= DIRECTIONS FOR THIS TASK =
Pick out the lines below that contain the string "chrome" and copy them all.

= Stored data =
________________________________________

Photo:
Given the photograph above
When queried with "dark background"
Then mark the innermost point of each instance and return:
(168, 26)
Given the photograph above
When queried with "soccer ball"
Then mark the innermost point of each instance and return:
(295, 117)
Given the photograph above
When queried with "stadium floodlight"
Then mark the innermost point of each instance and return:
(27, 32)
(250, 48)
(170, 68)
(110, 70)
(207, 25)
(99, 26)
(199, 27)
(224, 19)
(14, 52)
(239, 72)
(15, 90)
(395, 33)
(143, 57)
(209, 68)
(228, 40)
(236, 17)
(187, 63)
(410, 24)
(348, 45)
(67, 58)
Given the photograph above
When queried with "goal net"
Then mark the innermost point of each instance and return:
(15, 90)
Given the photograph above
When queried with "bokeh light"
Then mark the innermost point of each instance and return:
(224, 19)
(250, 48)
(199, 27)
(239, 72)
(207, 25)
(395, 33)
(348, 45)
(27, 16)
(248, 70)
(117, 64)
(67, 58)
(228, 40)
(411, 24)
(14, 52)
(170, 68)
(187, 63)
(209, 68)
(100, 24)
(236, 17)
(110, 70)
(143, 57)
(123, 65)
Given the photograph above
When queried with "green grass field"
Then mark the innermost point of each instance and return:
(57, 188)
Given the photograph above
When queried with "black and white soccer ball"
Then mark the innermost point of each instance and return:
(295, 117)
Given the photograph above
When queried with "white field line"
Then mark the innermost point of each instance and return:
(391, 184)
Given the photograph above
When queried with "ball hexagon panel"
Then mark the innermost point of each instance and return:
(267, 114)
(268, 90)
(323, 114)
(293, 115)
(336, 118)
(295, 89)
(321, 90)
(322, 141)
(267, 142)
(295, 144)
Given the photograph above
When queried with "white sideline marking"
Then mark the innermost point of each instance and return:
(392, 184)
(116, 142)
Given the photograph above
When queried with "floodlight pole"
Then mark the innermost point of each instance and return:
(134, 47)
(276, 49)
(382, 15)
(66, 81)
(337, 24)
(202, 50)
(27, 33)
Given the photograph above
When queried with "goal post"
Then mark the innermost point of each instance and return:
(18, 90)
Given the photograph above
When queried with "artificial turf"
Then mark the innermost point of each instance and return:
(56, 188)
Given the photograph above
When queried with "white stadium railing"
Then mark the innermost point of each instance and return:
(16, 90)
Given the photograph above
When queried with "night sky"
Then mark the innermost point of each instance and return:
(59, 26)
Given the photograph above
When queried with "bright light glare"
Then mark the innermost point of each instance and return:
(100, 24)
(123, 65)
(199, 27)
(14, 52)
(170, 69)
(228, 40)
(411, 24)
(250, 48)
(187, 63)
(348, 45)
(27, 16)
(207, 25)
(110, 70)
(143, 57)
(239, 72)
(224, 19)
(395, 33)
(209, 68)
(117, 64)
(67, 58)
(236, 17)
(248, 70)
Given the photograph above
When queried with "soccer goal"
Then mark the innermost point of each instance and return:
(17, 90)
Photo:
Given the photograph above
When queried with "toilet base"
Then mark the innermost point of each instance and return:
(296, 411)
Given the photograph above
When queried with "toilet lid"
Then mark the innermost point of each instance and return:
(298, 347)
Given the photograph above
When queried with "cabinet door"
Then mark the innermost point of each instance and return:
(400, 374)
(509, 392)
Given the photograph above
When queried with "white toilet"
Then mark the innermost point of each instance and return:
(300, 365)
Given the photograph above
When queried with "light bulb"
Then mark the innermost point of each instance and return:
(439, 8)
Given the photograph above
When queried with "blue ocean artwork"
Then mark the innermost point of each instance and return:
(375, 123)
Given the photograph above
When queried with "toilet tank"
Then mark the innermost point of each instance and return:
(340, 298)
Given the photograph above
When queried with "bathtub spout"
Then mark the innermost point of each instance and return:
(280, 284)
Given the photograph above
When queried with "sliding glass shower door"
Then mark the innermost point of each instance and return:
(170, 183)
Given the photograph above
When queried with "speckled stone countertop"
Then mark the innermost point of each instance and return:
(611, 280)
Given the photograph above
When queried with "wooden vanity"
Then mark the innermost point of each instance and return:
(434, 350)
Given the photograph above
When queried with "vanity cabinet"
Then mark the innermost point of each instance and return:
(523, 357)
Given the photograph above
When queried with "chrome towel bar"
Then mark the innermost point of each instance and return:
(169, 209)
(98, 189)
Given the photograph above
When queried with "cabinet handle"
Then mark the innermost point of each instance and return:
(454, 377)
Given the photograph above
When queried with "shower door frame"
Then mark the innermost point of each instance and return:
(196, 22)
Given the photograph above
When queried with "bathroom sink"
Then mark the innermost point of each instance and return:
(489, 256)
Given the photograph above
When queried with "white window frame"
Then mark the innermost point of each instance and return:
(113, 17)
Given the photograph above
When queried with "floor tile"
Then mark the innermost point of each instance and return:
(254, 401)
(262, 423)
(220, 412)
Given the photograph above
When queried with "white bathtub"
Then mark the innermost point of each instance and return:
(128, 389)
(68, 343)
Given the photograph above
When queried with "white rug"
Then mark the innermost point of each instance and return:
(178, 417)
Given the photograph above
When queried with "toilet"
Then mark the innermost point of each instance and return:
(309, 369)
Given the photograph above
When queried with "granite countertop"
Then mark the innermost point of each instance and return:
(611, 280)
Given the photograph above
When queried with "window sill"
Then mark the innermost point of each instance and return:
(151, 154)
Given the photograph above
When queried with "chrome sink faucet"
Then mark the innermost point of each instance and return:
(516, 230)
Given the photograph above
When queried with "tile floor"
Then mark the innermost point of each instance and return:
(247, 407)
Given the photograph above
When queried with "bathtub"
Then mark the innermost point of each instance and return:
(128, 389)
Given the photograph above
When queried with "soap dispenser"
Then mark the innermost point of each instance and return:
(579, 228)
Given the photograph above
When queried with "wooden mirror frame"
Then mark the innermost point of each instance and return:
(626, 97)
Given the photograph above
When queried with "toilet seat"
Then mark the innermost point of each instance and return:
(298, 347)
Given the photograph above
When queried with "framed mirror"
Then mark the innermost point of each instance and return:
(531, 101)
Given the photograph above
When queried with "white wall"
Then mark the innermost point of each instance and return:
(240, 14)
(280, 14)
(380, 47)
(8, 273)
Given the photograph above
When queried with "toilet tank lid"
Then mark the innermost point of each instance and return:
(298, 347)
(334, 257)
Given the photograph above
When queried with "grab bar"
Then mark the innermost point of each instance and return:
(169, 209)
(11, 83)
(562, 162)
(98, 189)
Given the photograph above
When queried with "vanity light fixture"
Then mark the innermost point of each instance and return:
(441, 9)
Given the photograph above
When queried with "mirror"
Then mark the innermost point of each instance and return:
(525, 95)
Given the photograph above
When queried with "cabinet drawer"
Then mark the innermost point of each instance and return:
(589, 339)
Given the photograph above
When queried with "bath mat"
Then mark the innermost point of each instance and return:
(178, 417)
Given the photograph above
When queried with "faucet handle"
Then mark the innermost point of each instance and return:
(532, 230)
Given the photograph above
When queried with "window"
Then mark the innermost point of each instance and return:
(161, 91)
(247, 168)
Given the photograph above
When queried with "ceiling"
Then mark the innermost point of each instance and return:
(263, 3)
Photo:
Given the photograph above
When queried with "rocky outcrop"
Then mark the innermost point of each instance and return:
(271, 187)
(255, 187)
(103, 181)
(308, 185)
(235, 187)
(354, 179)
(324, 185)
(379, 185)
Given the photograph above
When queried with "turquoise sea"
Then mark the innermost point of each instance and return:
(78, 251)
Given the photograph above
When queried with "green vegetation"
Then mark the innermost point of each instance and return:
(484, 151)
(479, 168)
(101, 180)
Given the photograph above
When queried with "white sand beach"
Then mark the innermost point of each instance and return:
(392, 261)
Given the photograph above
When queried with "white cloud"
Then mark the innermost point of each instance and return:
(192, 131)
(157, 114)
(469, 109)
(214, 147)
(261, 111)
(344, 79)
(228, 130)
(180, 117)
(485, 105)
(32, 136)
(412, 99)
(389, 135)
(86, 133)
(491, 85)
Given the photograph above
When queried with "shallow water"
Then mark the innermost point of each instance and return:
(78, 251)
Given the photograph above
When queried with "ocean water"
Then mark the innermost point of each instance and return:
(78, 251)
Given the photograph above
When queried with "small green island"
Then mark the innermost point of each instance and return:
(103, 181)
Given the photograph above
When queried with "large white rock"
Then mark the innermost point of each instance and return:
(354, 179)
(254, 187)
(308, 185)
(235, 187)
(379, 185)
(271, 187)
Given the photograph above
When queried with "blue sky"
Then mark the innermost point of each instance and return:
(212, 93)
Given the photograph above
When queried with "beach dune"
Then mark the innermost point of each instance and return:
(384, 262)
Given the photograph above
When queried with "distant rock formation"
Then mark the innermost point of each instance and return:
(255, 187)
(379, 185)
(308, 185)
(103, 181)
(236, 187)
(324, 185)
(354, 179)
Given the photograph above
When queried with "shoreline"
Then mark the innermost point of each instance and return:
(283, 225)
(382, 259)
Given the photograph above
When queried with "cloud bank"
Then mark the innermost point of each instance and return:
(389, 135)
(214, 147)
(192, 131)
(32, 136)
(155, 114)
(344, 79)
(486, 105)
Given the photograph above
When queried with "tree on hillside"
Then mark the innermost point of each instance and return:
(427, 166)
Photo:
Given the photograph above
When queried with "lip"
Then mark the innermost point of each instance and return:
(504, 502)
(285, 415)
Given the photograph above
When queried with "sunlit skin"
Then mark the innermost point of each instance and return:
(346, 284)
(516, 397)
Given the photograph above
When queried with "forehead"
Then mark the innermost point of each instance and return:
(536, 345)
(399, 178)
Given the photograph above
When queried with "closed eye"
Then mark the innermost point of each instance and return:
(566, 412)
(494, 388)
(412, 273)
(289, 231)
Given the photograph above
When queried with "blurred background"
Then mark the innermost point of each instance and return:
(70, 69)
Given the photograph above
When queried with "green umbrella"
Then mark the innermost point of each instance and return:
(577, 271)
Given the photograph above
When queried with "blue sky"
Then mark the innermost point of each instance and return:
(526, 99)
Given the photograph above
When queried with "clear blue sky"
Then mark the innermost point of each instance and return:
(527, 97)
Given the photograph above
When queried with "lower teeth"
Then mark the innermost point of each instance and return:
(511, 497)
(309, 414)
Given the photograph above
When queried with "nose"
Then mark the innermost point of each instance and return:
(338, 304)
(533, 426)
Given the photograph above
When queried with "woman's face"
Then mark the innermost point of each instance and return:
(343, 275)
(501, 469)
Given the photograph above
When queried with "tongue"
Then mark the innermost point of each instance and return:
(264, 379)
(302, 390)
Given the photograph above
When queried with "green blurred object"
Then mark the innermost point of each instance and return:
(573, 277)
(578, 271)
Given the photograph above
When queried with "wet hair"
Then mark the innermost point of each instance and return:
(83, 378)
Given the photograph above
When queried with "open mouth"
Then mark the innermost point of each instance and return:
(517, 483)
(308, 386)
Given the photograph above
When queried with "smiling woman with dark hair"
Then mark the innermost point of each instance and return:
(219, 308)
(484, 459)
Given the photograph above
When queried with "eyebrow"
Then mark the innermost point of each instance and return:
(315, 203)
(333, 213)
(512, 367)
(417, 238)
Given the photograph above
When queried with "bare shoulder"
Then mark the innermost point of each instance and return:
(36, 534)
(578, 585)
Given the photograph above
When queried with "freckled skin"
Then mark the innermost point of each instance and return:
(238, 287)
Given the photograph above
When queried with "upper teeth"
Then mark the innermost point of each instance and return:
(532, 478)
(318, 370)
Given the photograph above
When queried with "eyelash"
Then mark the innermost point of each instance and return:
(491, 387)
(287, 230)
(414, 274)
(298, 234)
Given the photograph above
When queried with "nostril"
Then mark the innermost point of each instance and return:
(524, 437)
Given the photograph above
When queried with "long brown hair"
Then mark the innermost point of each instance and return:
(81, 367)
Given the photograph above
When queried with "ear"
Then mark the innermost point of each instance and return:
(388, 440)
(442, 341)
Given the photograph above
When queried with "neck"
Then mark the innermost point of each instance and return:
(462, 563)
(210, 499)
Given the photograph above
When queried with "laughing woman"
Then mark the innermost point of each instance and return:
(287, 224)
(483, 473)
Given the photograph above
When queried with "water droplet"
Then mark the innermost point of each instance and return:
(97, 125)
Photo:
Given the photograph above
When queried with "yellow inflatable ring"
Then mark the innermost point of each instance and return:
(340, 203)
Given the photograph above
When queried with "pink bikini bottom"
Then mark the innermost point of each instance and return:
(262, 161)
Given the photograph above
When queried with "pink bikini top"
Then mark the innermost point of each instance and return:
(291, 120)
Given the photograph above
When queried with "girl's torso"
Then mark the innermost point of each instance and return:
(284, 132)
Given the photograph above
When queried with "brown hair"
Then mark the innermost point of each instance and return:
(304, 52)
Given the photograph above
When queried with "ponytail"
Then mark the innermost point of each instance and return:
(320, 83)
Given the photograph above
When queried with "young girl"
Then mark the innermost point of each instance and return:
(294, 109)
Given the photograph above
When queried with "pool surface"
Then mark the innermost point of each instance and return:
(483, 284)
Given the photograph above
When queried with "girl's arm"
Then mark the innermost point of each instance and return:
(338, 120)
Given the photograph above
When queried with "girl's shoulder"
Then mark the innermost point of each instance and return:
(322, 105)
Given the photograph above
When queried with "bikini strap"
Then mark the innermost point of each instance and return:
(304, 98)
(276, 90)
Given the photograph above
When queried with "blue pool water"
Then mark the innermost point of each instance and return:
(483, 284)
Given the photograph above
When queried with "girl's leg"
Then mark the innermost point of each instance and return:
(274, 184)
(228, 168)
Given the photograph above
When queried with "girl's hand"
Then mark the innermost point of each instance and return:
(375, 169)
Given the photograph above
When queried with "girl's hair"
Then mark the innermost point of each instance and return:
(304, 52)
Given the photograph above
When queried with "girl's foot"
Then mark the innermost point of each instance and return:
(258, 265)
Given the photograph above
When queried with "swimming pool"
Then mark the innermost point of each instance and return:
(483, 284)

________________________________________

= WRITTEN ANSWER =
When queried with "chrome towel bar"
When queried with "chrome sink faucet"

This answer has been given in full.